> _SELECTED PASSAGE_
↓↓↓
Chicken of the Sea is a packager and provider of seafood, owned by the Thai Union Group in Samut Sakhon, Thailand. The brand is attached to tuna, salmon, clams, crab, shrimp, mackerel, oysters, kippers and sardines in cans, pouches and cups, as are its sister brands, Genova and Ace of Diamonds.

History
The company was founded in 1914 when Frank Van Camp and his son bought the California Tuna Canning Company and changed its name to the Van Camp Seafood Company. The phrase "Chicken of the Sea", first devised as a way to describe the taste, was so successful that soon it also became the company name.

In 1963, Van Camp Seafood Company was purchased by Ralston Purina. In 1988, Ralston sold its Van Camp division to an Indonesian corporation, P.T. Mantrust, which had financial problems, and the primary creditor, Prudential Life Insurance Company, became the majority owner.

In 1997 the company was purchased by the investment group Tri-Union Seafoods LLC, made up of three partners: 
 Thai Union International Inc., a Thai conglomerate based in Bangkok and the then-largest tuna packer in Asia and second largest in the world 
 Edmund A. Gann, American owner of Caribbean Marine Service, Co., Inc., a tuna-fishing fleet
 Tri-Marine International, Inc., a global trading company formed in Singapore in 1972 dealing in tuna and tuna products headed by Renato Curto, president and majority shareholder.
↑↑↑
> _COLLECTED MATERIAL_
↓↓↓
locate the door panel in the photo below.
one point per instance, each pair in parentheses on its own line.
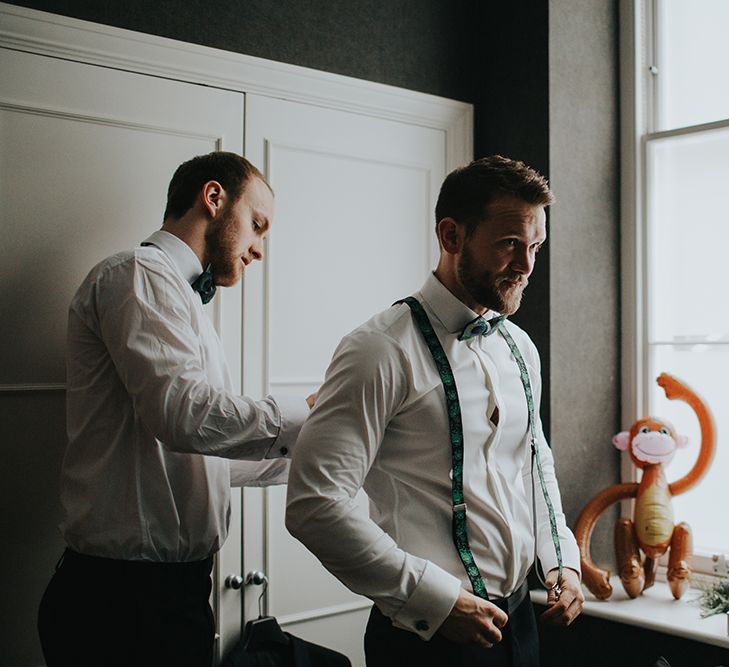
↑↑↑
In one to three sentences, explain why "Chicken of the Sea" became the company's name, according to the Chicken of the Sea history text. Use only the text to answer.

The phrase "Chicken of the Sea" was first thought up as a way to describe the taste of the product. It caught on so well that it soon became the company's name too.